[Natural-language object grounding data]

*** Block opens ***

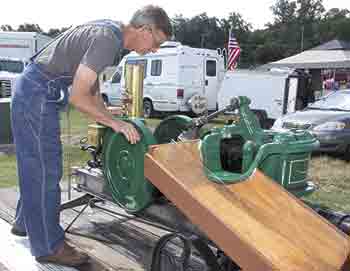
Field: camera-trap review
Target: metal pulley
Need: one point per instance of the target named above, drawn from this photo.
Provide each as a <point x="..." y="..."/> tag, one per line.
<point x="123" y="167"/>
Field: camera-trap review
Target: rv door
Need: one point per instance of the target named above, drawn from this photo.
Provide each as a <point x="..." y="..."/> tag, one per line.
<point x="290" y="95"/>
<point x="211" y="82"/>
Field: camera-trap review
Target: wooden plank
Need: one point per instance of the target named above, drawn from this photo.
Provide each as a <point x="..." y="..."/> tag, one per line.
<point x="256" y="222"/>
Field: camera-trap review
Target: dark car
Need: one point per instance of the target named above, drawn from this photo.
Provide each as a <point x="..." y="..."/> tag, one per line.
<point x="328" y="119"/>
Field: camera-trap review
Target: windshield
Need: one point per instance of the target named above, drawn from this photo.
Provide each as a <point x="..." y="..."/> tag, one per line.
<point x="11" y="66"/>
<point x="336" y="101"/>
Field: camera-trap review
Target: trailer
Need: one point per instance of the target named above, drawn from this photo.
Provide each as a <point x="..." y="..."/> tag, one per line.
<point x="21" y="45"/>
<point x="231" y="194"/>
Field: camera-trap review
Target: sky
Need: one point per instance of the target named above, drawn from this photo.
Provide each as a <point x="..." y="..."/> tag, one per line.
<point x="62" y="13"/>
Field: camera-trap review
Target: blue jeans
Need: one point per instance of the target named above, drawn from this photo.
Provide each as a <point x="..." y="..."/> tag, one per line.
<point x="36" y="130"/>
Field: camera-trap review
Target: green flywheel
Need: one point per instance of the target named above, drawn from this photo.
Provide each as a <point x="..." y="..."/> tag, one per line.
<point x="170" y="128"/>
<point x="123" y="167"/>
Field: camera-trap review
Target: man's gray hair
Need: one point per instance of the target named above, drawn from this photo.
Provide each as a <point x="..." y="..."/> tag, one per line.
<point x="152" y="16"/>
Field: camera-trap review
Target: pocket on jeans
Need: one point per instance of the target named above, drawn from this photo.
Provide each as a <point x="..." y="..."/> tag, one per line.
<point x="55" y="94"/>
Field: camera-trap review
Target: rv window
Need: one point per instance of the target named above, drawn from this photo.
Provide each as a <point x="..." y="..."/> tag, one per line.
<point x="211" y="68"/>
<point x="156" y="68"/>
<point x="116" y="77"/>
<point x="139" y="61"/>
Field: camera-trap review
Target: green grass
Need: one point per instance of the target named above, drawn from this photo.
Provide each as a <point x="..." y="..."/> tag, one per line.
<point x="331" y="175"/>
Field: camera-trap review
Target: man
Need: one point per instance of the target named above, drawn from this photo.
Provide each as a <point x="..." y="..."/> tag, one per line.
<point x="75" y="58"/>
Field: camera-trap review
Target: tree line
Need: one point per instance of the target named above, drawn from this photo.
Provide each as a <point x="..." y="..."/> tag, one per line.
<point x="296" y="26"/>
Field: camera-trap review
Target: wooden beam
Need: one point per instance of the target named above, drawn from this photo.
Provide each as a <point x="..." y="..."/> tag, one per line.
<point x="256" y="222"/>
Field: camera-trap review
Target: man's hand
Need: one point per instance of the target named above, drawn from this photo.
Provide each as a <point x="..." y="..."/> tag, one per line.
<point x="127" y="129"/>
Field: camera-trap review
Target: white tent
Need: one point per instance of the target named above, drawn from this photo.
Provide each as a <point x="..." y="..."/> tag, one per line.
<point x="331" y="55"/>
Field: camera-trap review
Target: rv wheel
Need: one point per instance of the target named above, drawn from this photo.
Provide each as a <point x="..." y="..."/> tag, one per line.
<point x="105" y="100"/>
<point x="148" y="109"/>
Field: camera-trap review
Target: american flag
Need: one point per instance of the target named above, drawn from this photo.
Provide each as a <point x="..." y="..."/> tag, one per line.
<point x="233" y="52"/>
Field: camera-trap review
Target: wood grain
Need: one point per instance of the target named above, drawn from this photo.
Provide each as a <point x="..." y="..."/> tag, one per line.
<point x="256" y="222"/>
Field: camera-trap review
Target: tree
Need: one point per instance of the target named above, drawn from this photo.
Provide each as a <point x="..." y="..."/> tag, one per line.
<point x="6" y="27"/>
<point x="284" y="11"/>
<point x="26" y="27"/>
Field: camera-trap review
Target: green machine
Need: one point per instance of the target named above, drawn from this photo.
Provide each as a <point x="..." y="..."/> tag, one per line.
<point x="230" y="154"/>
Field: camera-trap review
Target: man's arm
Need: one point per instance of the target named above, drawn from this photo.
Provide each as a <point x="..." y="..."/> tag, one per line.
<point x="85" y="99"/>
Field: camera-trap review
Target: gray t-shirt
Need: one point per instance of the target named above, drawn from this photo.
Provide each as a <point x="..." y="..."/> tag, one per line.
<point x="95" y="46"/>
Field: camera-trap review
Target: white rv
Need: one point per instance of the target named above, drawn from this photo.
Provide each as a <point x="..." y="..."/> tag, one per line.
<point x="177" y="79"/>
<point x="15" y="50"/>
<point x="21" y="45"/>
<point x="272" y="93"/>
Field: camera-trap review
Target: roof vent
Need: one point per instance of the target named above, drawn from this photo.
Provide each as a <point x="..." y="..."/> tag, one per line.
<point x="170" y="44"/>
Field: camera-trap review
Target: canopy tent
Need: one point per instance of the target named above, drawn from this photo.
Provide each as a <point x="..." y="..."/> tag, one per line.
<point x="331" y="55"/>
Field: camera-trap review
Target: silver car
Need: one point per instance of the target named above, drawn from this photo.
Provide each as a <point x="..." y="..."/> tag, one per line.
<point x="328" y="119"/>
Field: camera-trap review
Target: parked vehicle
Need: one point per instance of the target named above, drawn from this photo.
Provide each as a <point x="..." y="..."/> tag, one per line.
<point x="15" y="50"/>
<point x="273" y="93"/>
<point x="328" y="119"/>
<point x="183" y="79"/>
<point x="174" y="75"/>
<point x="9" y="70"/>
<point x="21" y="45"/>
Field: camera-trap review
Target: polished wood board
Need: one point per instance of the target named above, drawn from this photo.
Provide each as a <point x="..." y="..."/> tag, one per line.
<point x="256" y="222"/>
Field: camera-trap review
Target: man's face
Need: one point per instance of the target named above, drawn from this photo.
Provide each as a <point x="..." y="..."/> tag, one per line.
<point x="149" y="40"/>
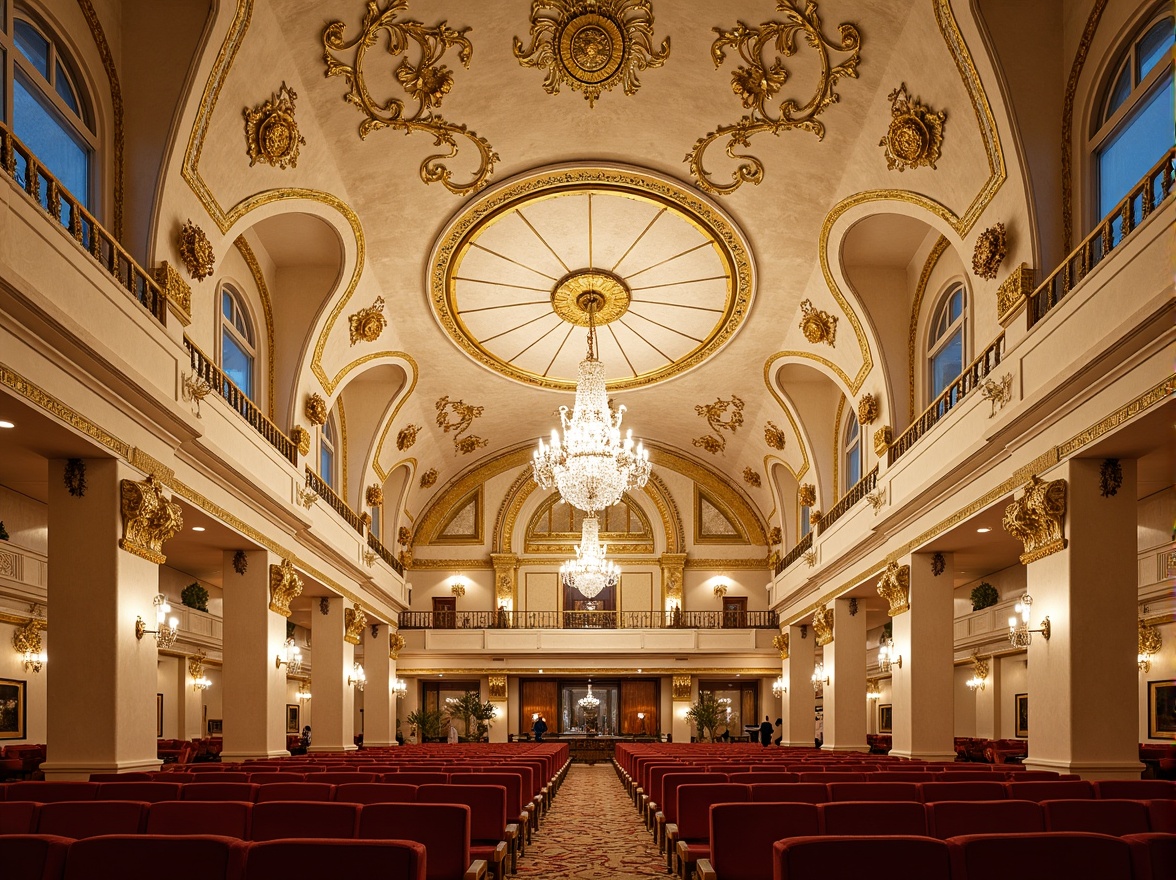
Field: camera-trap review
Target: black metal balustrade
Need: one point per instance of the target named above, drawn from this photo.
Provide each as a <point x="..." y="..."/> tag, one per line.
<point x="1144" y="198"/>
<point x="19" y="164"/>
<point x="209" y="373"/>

*** Block closes ***

Return each line above word for word. Skip the pictures.

§ Solution to the exercise
Field: camera-trap review
Target: metal pulley
Need: one point per instance of the target named above, drawn from this photo.
Provide each as a <point x="..." y="..."/> tag, one per line.
<point x="123" y="167"/>
Field: camera-trap review
Target: rv door
Need: one point per instance of the target named above, drawn from this photo.
Provide each as a <point x="..." y="..."/> tag, one per line.
<point x="290" y="95"/>
<point x="211" y="82"/>
Field: camera-trap review
Target: wooden plank
Need: one point per instance of the target named above, drawn from this photo.
Provide each as a <point x="..." y="..."/> tag, one per line.
<point x="256" y="222"/>
Field: camera-trap review
Target: dark car
Need: one point per instance of the target named above, drawn from this photo.
Provide each as a <point x="..." y="..."/> tag, one per line.
<point x="328" y="119"/>
Field: camera-trap review
Target: windshield
Need: one point per instance of the target named above, drawn from this photo.
Provide each as a <point x="..." y="..."/> tag, one per line.
<point x="11" y="66"/>
<point x="336" y="101"/>
Field: camera-trap review
Target: trailer
Need: one point per instance of the target named above, drawn from this photo.
Provide each as a <point x="..." y="..."/> tag, one per line.
<point x="21" y="45"/>
<point x="231" y="194"/>
Field: camera-trap review
Target: sky
Need: one point per instance of the target named above, drawn from this photo.
Provide each as a <point x="..." y="..."/> tag, one per line.
<point x="62" y="13"/>
Field: camera-trap review
Target: blue jeans
Need: one point per instance of the target named above, drawn from this photo.
Provide each as a <point x="..." y="..."/> tag, one per line.
<point x="36" y="130"/>
Field: camera-trap review
Target: green flywheel
Need: one point per instance of the target named above, drawn from this photo.
Provide each as a <point x="..." y="..."/> tag, one per line.
<point x="170" y="128"/>
<point x="123" y="167"/>
Field: camera-trap review
Target: man's gray hair
Need: one point per instance of the target named above, drawn from this photo.
Provide each as a <point x="..." y="..."/> tag, one per line.
<point x="152" y="16"/>
Field: camera-trap review
Target: pocket on jeans
Need: one point per instance of the target named above, drawn from this photo.
Provide each as a <point x="..." y="..."/> tag, one per line.
<point x="55" y="94"/>
Field: camera-trap review
Target: rv window
Need: one point per instance of the target named above, drawn from this photo.
Provide each as a <point x="..." y="..."/> tag, one per line.
<point x="211" y="68"/>
<point x="156" y="68"/>
<point x="116" y="77"/>
<point x="139" y="61"/>
Field: camera-trap review
Target: green grass
Need: one point per instance of the target named above, drawn from this photo.
Provide each as a <point x="..." y="..."/> tag, one per line.
<point x="331" y="175"/>
Field: camera-trap review
Target: man
Need: one point per instance of the target named above, drawn from this photo.
Provide each as a <point x="..." y="..."/> tag, one per line.
<point x="75" y="58"/>
Field: camera-trap review
Target: tree line
Need: one point per instance of the target named above, drawn from this photo.
Provide each as a <point x="..." y="..."/> tag, one per line.
<point x="296" y="26"/>
Field: camera-trap review
Target: wooden beam
Need: one point per instance of the target named above, drawn from this photo.
Provide each as a <point x="..." y="..."/> tag, one per line.
<point x="256" y="222"/>
Field: camera-trap review
Target: man's hand
Need: one point per instance of the target named above, drawn from this photo.
Provide each as a <point x="..." y="..."/> tag, one per line.
<point x="127" y="129"/>
Field: camera-trap review
Target: white tent
Need: one point per instance of the target named above, drawn from this photo.
Provide each as a <point x="..." y="..."/> tag, one per line.
<point x="331" y="55"/>
Field: camera-trap review
Target: rv wheel
Need: one point per instance of the target named above, drawn from this photo.
Provide each as a <point x="..." y="..."/> tag, one per line.
<point x="105" y="100"/>
<point x="148" y="109"/>
Field: camera-trap review
Target: american flag
Need: one point per instance of the target named above, drawn from this photo.
Provide each as a <point x="..." y="..."/> tag, one per line.
<point x="233" y="52"/>
Field: camera-trap review
Target: wood grain
Need: one point per instance of the target named above, drawn from this photo.
Provide each as a <point x="..." y="..."/> tag, one per line.
<point x="256" y="222"/>
Field: camera-trap review
Target: tree
Need: one point per instance of the target named above, drawn from this photo.
Provide each as a <point x="..." y="..."/> tag, one per line.
<point x="6" y="27"/>
<point x="284" y="11"/>
<point x="26" y="27"/>
Field: camera-trap review
Target: green machine
Need: one point per instance of the target named above, drawn from this photo.
Provide each as a <point x="..." y="..."/> tag, one per line.
<point x="230" y="154"/>
Field: camera-trap review
Target: man's arm
Need: one point per instance of the target named above, drawn from this photo.
Provide each as a <point x="..." y="..."/> tag, one per line.
<point x="85" y="99"/>
Field: camera-trap review
Target: gray t-shirt
Need: one point per instance of the target named above, drawn from this photo.
Provide each as a <point x="..." y="..."/> tag, one per line.
<point x="95" y="46"/>
Field: camera-trap review
Target: white rv
Need: one point per instance of the target named above, drawn from this photo.
Provide each as a <point x="..." y="..."/> tag, one per line.
<point x="177" y="79"/>
<point x="15" y="50"/>
<point x="21" y="45"/>
<point x="272" y="93"/>
Field: camera-trap review
Target: roof vent
Need: one point per instance of the target named above, drawn from this photo.
Provide each as a <point x="..." y="..."/> tag, one per line.
<point x="170" y="44"/>
Field: camera-trap review
Target: canopy tent
Need: one point per instance of the target named above, drawn from this photo.
Provide each as a <point x="..." y="..."/> tag, one per line.
<point x="331" y="55"/>
Field: camera-trap review
Target: silver car
Need: one point per instance of the target named above, drawn from this photo.
Provide each as a <point x="..." y="..."/> tag, one per line.
<point x="328" y="119"/>
Field: camera-trap review
Target: parked vehicle
Need: one point per instance of the target named above, drawn from this photo.
Provide each as a <point x="..." y="..."/> tag, one per line.
<point x="15" y="50"/>
<point x="273" y="93"/>
<point x="328" y="119"/>
<point x="183" y="79"/>
<point x="174" y="75"/>
<point x="9" y="70"/>
<point x="21" y="45"/>
Field: camera-trap review
Target: polished wood board
Need: one point per instance of the target named above, drawn from this photo.
Provide each as a <point x="..." y="..."/> tag, one per line.
<point x="256" y="222"/>
Field: camera-trap review
Target: man's face
Need: one point per instance of the target named above, drawn from this photo.
Provide each as a <point x="..." y="..."/> tag, one per line.
<point x="149" y="40"/>
Field: camera-trap review
Target: black metal balustrade
Need: one point per instance of the target named above, drawn from this photo.
Provide each as a <point x="..." y="..."/> tag, one per line.
<point x="1144" y="198"/>
<point x="19" y="164"/>
<point x="209" y="373"/>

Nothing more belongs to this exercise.